**PROBLEM TO SOLVE:** Reproduce the data below verbatim from the line containing "In this exercise you will label the rocky outcrop" through its final line, and produce nothing more.

Collected data:
::::::::
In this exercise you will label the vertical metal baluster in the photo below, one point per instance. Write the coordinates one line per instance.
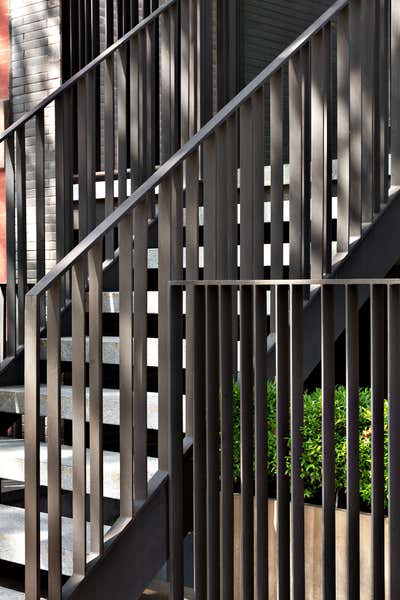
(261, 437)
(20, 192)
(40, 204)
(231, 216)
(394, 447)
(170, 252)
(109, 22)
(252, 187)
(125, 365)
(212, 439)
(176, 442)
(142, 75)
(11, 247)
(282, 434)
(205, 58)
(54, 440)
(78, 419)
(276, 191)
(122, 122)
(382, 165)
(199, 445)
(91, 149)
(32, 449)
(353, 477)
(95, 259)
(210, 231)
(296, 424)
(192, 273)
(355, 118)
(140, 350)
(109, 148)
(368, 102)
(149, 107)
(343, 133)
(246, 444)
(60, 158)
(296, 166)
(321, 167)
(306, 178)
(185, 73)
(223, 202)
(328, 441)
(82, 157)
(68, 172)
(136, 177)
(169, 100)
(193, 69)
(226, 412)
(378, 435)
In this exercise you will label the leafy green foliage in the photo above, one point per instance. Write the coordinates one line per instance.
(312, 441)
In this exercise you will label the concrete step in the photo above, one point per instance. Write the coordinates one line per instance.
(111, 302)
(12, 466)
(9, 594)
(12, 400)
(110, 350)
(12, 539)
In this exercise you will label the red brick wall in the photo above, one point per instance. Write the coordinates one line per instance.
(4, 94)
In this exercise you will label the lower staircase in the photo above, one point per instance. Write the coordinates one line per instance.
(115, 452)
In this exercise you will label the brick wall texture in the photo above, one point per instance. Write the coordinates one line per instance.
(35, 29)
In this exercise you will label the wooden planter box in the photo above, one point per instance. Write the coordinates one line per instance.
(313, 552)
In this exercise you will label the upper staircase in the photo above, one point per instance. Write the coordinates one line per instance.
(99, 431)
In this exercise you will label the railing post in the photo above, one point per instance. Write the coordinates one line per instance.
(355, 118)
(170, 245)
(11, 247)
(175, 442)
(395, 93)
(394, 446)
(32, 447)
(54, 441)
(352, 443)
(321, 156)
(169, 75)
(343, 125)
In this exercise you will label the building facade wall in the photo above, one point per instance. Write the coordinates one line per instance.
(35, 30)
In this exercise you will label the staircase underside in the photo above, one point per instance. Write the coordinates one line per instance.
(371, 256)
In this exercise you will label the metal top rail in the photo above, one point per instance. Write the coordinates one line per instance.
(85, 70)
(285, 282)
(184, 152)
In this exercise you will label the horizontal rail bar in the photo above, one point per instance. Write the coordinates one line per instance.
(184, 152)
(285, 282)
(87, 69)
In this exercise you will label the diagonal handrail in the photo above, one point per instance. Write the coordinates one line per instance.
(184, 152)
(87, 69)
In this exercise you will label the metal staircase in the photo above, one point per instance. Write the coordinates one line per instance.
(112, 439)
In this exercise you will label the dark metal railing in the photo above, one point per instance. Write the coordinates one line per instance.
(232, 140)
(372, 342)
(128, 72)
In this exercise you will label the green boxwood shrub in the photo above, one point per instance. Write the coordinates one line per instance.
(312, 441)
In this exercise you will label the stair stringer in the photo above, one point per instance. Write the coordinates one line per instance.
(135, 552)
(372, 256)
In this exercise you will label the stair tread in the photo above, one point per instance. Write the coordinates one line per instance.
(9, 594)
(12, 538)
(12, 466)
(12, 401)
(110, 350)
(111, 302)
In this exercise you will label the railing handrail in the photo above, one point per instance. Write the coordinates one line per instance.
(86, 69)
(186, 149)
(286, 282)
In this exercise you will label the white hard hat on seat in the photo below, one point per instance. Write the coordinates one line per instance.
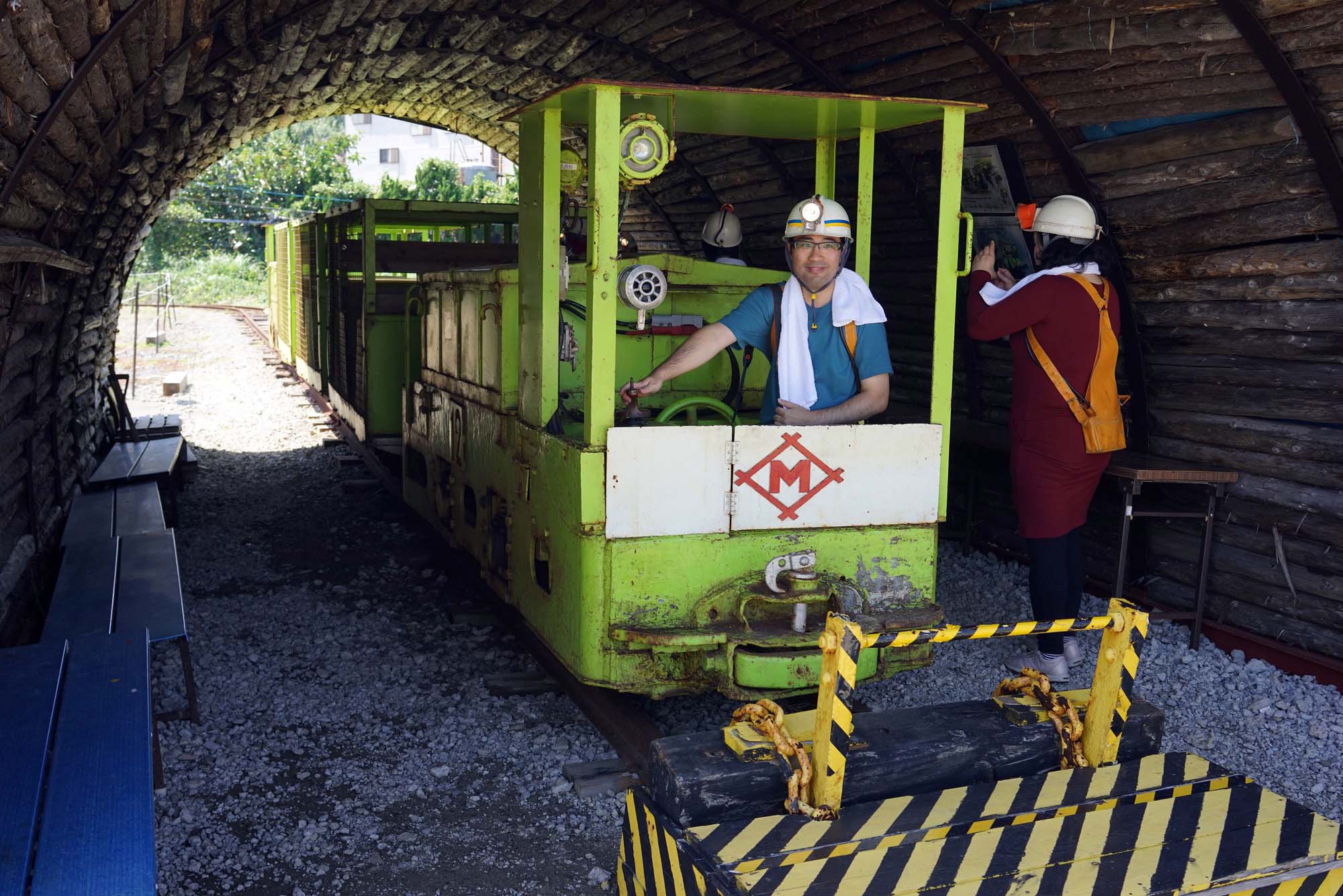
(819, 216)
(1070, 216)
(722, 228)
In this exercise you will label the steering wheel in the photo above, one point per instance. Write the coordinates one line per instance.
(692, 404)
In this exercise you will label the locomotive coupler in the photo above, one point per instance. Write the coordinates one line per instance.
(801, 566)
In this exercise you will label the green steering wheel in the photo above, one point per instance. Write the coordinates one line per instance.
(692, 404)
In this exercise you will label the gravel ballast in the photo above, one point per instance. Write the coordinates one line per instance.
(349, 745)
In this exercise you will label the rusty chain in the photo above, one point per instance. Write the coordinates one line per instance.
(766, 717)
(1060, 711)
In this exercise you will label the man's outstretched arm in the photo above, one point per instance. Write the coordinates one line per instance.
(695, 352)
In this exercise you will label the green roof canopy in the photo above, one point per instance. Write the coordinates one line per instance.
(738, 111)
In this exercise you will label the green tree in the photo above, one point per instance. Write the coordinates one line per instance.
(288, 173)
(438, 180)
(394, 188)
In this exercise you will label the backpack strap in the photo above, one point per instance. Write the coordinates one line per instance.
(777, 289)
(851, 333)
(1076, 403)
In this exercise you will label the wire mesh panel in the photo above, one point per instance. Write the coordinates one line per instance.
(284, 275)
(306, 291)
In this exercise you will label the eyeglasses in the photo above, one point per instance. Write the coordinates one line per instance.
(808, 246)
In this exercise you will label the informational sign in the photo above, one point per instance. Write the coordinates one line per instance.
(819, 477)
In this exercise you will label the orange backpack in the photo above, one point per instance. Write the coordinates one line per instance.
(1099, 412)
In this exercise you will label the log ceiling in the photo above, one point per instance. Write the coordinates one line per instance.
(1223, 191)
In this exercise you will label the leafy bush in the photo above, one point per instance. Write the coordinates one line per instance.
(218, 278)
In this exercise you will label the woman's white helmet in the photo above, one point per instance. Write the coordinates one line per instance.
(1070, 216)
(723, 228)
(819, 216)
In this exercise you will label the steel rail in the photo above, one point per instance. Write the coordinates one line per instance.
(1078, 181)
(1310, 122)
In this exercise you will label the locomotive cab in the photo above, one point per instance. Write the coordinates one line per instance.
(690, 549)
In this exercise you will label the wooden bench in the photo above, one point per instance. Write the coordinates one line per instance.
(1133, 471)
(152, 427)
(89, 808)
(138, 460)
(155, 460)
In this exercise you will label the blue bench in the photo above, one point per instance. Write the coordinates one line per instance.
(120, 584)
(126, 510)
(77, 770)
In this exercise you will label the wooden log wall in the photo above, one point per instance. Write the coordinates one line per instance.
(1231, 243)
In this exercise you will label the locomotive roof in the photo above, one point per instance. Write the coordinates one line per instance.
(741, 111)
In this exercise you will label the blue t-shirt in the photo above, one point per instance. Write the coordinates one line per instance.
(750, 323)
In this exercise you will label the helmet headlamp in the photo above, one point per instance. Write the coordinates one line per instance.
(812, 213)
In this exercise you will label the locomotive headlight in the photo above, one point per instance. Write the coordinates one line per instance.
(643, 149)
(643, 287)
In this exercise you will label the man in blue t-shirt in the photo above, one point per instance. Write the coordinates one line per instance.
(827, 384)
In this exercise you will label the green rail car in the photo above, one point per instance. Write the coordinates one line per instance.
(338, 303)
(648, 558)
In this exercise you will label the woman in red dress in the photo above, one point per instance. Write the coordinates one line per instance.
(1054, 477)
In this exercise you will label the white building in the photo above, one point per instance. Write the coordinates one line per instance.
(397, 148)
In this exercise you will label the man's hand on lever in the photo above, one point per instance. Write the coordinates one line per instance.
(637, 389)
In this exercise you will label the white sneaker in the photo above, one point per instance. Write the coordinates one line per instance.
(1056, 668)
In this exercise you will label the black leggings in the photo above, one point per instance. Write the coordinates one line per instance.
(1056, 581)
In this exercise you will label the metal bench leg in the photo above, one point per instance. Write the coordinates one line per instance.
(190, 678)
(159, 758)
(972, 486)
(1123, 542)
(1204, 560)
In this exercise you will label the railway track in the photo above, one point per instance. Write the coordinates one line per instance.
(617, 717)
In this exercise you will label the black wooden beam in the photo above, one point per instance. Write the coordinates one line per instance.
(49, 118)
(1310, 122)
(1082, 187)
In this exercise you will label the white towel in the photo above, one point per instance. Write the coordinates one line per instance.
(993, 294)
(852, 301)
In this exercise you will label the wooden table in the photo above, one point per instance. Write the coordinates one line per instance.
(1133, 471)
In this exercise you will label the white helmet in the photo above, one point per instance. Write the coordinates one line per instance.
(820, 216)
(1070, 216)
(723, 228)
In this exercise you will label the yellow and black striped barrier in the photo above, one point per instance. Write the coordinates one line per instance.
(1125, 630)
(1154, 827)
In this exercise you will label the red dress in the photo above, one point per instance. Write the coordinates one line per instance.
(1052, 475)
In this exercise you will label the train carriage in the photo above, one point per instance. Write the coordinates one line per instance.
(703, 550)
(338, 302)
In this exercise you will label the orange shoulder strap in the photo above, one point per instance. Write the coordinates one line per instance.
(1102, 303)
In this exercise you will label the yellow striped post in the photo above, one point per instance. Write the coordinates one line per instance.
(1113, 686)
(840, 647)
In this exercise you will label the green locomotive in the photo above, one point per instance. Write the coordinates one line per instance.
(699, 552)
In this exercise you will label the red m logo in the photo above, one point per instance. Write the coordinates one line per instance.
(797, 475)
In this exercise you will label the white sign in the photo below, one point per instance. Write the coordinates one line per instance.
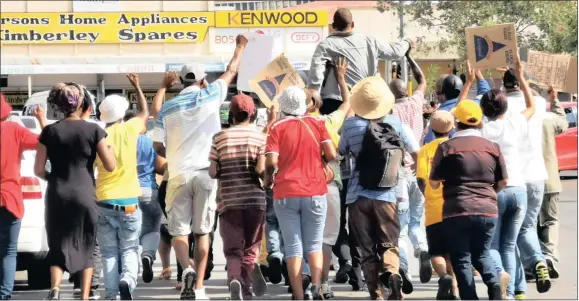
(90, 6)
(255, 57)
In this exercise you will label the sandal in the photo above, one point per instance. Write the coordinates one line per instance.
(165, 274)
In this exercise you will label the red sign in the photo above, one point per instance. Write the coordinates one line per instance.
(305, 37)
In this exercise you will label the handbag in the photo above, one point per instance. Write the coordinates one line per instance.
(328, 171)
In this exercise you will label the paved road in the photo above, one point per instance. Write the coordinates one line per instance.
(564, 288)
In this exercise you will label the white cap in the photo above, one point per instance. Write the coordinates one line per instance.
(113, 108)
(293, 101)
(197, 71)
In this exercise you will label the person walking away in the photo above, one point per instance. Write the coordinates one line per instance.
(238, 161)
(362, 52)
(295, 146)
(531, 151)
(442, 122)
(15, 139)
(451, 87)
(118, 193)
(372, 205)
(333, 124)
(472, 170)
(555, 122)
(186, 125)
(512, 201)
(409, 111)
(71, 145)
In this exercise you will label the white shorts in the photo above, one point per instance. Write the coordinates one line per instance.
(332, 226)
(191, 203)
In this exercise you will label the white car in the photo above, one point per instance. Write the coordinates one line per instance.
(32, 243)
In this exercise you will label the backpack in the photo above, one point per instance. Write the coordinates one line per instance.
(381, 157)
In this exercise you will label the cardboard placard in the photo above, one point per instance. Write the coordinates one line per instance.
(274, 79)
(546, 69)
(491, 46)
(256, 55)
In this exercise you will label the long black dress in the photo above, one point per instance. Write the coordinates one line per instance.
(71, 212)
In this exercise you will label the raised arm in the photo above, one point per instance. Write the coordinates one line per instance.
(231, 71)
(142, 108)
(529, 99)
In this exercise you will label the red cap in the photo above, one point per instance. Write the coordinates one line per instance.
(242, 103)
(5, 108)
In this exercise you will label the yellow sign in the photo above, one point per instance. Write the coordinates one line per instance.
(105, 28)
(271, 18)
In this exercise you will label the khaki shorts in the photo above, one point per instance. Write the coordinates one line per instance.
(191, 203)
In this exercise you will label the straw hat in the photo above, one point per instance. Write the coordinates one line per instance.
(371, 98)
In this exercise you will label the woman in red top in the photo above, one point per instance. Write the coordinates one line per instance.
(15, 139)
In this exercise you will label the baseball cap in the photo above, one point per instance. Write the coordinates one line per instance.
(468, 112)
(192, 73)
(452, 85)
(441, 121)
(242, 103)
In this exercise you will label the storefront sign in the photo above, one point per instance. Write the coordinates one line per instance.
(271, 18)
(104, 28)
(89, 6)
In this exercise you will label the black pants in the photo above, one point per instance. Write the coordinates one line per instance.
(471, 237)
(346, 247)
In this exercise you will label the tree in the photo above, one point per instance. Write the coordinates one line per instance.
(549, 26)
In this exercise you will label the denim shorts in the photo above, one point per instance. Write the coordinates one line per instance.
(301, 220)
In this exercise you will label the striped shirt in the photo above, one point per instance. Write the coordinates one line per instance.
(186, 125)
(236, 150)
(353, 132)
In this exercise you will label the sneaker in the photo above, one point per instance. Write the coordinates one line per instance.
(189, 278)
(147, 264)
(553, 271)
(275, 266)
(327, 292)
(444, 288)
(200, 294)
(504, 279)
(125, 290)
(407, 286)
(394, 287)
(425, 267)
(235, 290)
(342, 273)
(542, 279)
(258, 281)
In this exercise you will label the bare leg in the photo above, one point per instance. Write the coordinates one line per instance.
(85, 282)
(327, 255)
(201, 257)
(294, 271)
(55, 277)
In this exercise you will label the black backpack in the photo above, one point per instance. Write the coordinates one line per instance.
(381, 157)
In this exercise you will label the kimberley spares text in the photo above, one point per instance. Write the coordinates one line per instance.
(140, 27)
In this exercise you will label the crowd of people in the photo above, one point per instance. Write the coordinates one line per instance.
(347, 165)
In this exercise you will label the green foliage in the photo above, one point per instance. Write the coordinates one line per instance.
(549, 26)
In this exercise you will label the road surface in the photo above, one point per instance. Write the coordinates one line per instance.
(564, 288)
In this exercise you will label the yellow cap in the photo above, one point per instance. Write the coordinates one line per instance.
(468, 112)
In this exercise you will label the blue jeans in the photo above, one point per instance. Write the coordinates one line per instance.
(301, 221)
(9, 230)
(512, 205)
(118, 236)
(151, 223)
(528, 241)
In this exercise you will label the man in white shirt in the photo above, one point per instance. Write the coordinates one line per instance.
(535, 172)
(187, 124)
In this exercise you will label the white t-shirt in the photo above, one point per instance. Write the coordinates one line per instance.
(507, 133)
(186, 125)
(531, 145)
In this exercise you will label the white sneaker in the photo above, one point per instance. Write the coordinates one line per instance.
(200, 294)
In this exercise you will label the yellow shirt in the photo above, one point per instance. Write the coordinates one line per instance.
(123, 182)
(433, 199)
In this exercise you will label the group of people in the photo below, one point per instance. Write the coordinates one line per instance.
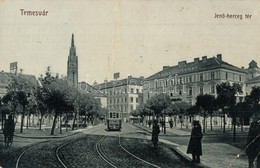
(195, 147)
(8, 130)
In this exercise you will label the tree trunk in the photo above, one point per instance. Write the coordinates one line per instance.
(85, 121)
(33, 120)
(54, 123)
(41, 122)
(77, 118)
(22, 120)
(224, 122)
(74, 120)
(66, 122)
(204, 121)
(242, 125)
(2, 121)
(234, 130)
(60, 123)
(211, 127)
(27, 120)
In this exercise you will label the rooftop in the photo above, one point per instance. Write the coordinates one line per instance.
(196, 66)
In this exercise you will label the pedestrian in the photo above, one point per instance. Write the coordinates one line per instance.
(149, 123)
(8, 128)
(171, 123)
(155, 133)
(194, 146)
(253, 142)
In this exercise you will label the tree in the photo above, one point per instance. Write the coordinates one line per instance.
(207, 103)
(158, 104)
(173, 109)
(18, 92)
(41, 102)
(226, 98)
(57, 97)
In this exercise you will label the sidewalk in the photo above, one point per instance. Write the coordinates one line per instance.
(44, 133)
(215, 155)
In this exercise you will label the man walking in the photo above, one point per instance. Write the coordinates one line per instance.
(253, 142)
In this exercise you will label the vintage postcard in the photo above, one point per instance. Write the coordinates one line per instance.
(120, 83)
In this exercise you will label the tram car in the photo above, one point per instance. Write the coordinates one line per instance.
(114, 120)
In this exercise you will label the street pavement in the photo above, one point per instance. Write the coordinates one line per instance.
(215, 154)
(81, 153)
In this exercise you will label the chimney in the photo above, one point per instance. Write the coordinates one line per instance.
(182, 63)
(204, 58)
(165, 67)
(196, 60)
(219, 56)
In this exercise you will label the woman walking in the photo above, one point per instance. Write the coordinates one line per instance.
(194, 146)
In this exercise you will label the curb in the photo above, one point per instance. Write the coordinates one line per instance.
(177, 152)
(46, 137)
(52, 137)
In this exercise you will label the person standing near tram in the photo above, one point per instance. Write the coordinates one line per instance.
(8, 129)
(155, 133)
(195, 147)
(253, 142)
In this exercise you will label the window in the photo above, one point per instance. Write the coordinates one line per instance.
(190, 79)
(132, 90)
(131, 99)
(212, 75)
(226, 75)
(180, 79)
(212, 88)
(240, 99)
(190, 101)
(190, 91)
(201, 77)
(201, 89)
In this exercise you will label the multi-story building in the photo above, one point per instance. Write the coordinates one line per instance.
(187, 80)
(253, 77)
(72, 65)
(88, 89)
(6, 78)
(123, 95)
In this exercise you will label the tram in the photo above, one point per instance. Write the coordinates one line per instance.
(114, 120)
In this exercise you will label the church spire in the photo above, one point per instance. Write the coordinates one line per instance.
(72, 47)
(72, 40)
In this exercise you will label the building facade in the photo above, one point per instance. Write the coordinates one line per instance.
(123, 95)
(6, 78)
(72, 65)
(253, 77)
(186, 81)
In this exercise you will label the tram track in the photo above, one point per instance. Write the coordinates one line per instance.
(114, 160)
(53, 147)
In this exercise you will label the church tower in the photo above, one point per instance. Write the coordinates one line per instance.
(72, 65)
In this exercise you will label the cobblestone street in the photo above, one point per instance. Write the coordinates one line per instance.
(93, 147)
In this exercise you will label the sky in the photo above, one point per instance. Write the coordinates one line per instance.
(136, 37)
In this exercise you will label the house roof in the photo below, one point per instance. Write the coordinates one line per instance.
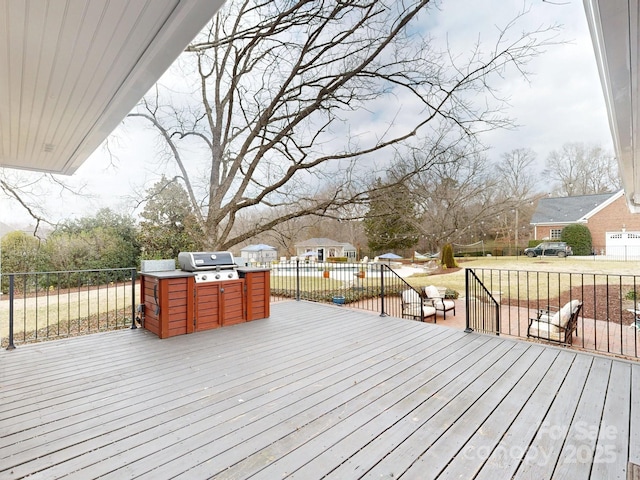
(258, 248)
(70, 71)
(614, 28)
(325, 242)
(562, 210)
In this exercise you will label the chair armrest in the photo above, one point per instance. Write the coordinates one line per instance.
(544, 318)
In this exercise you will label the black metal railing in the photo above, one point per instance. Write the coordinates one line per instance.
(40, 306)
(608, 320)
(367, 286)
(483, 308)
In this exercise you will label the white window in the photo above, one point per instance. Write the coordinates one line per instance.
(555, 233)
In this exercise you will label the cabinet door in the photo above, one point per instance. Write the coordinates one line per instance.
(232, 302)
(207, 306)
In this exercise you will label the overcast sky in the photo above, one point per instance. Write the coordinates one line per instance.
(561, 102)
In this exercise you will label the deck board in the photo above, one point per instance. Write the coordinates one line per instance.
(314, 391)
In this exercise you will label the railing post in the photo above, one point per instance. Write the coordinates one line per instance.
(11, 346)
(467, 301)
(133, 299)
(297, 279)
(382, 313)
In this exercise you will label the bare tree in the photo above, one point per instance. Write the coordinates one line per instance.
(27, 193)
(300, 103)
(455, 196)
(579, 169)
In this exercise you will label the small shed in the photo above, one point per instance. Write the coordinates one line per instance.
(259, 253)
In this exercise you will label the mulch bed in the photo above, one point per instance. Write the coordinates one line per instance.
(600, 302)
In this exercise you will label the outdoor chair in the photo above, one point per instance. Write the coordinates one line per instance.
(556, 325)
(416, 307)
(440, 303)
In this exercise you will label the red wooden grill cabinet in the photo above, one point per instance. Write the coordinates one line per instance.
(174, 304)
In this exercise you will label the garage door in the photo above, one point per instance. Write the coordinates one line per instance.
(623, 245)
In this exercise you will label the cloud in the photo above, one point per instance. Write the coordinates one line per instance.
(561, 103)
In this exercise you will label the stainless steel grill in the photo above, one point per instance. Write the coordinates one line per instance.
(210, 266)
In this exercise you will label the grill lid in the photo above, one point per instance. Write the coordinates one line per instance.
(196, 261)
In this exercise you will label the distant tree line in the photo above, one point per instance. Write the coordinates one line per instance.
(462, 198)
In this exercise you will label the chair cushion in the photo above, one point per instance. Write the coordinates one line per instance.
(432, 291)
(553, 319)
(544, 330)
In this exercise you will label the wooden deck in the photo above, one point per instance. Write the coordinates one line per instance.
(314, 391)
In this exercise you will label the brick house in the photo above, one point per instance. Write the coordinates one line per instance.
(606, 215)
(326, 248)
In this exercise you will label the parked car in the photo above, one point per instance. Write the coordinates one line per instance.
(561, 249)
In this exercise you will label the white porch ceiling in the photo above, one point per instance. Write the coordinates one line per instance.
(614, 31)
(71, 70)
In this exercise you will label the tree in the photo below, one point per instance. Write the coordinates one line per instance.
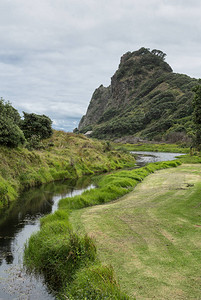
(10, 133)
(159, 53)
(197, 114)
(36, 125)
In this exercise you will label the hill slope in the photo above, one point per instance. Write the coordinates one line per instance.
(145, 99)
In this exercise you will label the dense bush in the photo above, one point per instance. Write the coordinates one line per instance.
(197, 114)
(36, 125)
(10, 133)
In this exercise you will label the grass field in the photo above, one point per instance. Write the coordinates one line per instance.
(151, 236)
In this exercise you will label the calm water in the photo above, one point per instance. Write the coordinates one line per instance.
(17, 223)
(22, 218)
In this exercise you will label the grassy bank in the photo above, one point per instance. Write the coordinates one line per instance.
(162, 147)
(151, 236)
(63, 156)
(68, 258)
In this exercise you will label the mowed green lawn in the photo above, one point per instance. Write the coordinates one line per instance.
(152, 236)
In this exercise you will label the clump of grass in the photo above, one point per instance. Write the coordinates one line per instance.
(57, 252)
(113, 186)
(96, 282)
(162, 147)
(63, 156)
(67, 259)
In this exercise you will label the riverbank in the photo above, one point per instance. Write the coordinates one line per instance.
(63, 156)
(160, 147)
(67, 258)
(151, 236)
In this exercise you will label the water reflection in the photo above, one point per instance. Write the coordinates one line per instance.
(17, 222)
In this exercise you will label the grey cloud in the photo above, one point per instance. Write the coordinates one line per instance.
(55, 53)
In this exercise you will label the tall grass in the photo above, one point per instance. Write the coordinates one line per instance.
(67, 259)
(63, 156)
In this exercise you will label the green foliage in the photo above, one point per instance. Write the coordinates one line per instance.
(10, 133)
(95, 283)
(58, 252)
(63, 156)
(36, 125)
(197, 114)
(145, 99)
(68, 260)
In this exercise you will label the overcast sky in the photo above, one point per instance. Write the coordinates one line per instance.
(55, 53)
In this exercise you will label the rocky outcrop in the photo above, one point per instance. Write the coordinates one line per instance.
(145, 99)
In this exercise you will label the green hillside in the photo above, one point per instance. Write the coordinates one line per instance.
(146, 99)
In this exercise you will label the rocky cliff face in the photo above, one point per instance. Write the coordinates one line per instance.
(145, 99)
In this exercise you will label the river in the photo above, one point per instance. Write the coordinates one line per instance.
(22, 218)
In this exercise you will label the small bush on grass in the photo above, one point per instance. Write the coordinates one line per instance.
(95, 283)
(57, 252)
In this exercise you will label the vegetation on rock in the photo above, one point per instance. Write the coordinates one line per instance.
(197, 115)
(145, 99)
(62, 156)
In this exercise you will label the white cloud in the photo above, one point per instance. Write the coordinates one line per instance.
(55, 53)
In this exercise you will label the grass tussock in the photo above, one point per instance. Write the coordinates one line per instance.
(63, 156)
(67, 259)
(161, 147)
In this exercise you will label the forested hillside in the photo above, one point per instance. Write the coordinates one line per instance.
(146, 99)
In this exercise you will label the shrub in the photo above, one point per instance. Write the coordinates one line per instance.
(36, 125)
::::::::
**EXERCISE RESPONSE:**
In this exercise you will label the rocky outcrop in the photo above, one point per instance. Write the coordinates one line per instance.
(145, 99)
In this exercise you will label the green hillside in the photo above, one point per instance. Write the coordinates one line per instance.
(146, 99)
In this exercise you will label the rocky cliff face in the photo above, one point per instance. Write the coordinates one line per instance.
(145, 99)
In this exercise you will label the river in the photo above, one point per instance. Write the coordinates one line per instance.
(22, 218)
In this exercise you will label the small bush on grass in the photo above, one point per instance. Write the coordinates one line per instance.
(95, 283)
(57, 252)
In this exercise you will label the vegetation on rock in the photo above, one point per instance. Write the coordinates one line per instance.
(197, 115)
(145, 99)
(62, 156)
In this exercise you will label the white cloud in the photo above, one point per instance. Write the coordinates one line per instance.
(55, 53)
In this exercise you will label the grass tussock in the photo above, one point per instance. Write the coordinates one line per instance.
(63, 156)
(67, 259)
(161, 147)
In this exercise you will label the forested hillside in the photo above, one point per instance. Write the coordinates one line per instance.
(146, 99)
In this exercise you will label the shrub in the photo above, one point per instance. Write the coordinates one line per instance.
(36, 125)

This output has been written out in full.